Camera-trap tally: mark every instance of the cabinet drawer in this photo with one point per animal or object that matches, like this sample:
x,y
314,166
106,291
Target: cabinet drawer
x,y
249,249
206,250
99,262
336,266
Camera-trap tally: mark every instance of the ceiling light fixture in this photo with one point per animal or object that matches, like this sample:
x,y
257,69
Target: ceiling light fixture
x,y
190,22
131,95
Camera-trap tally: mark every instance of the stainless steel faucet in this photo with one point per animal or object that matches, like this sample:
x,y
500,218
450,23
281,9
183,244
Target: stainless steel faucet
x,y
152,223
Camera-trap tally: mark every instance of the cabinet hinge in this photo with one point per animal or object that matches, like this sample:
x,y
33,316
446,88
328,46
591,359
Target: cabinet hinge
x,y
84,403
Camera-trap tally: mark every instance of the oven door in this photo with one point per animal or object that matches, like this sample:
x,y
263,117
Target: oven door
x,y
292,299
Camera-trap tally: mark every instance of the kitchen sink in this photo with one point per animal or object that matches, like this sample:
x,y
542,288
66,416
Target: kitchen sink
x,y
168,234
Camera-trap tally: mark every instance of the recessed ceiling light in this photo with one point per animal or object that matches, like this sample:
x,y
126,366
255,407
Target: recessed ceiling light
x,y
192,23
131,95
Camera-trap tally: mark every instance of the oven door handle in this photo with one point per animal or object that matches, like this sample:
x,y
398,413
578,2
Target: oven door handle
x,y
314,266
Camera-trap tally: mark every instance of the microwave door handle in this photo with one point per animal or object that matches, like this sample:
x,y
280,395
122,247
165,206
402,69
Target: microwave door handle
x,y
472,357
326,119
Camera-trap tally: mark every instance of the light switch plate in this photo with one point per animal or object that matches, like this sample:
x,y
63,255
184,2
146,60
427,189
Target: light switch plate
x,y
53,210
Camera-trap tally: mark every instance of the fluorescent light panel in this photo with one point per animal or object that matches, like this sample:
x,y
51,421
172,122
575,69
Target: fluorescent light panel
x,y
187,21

Task statement: Lay out every line of the entries above as a numbered list, omitting blank lines.

Response to this exercise:
1. Camera-trap tally: mark every instance of the cabinet drawer in this photo with one point per animal or object that matches, like this sample:
2. x,y
3. 314,166
4. 106,291
5. Target: cabinet drawer
6. x,y
7. 249,249
8. 206,250
9. 99,262
10. 336,266
11. Camera-trap tally: mark every instance of the ceiling light fixture in this photo with one point per animal or object that matches, like this sample:
12. x,y
13. 257,69
14. Target: ceiling light fixture
15. x,y
16. 190,22
17. 131,95
18. Camera-trap tally: mark every instance of the stainless steel faucet in this photo with one point per animal or object that matches, like this sample:
19. x,y
20. 500,218
21. 450,23
22. 281,9
23. 183,244
24. Target: stainless steel faucet
25. x,y
26. 152,223
27. Camera-trap tally: mark every instance of the cabinet hinge in this photo with one point per animal or object that matches, like this sample:
28. x,y
29. 33,316
30. 446,88
31. 328,46
32. 591,359
33. Target: cabinet hinge
34. x,y
35. 84,403
36. Camera-trap tally: mark every instance of the oven door in this photo with one point per animal or object that matches, like this sample:
37. x,y
38. 263,117
39. Target: oven door
40. x,y
41. 292,299
42. Camera-trap tally: mark every instance of the kitchen sink in this photo with one point per animal or object that matches, like this sample:
43. x,y
44. 542,288
45. 66,416
46. Target: kitchen sink
47. x,y
48. 168,234
49. Camera-trap tally: mark every instance of the recessed ceiling light in this photo with one point per animal or object that matches, like this sample:
50. x,y
51. 126,366
52. 255,407
53. Target: recessed ceiling light
54. x,y
55. 192,23
56. 131,95
57. Camera-trap tally: mark every instance of the oven door handle in this photo with one point per animal or object that matches, like this sample:
58. x,y
59. 398,413
60. 578,2
61. Target: oven door handle
62. x,y
63. 314,266
64. Camera-trap tally: mark every instance of the microwave door handle in this photo with one point per animal or object that matches, like this sample:
65. x,y
66. 280,395
67. 122,247
68. 165,206
69. 402,69
70. Target: microwave door handle
71. x,y
72. 472,357
73. 326,119
74. Camera-trap tally: mark every instance of the light switch plate in this photo with one point per animal or object that matches, like this sample:
75. x,y
76. 63,255
77. 184,2
78. 146,60
79. 427,189
80. Target: light switch plate
81. x,y
82. 53,210
83. Camera-trap tally: mark every instance of the fluorescent light panel in this photo with one point per animal or object that matches, like this sample:
84. x,y
85. 51,421
86. 172,122
87. 575,69
88. Target: fluorescent light panel
89. x,y
90. 187,21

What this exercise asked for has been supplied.